DO THIS
Collect each line in the items below that contains the string "instance" and reproduce it in full.

* Start DATA LINES *

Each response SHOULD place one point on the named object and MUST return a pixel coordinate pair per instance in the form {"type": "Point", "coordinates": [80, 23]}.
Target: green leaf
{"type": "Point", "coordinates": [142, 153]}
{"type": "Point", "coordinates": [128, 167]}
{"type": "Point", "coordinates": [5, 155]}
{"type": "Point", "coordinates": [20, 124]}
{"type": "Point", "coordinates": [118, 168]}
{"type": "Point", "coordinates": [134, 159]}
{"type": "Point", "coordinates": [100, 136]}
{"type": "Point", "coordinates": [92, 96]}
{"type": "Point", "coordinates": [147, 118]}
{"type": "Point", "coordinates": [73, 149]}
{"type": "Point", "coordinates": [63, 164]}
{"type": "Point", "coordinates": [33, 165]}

* End DATA LINES *
* Start DATA LINES *

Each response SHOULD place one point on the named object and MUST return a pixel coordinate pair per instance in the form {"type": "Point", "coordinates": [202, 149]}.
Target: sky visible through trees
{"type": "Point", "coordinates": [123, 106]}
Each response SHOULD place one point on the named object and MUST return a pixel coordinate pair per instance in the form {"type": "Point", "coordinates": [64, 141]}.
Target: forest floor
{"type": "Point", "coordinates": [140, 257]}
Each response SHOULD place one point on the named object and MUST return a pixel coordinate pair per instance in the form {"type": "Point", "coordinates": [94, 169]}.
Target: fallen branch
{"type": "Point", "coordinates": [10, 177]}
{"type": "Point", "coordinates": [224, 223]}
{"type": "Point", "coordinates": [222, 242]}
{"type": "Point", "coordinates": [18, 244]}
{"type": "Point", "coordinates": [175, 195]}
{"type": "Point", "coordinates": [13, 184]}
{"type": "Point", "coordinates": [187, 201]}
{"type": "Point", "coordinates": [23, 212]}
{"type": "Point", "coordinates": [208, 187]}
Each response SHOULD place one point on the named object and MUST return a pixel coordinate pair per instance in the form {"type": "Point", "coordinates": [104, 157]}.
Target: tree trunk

* End DATA LINES *

SOLUTION TO THIS TASK
Each response SHOULD place one point on the named object and MUST return a pixel coordinate pair per instance in the form {"type": "Point", "coordinates": [80, 23]}.
Each response SHOULD place one point on the named object and MUST return a pixel coordinate pair per instance in the form {"type": "Point", "coordinates": [202, 149]}.
Each response SHOULD place one point on the named object and MUST return a pixel coordinate pair per instance in the form {"type": "Point", "coordinates": [64, 141]}.
Each response SHOULD place one point on the named object and MUST return a pixel coordinate pair per instance in the form {"type": "Point", "coordinates": [94, 169]}.
Each response SHOULD place one point on the named object and MUST return a pixel coordinate pair per instance in the form {"type": "Point", "coordinates": [104, 157]}.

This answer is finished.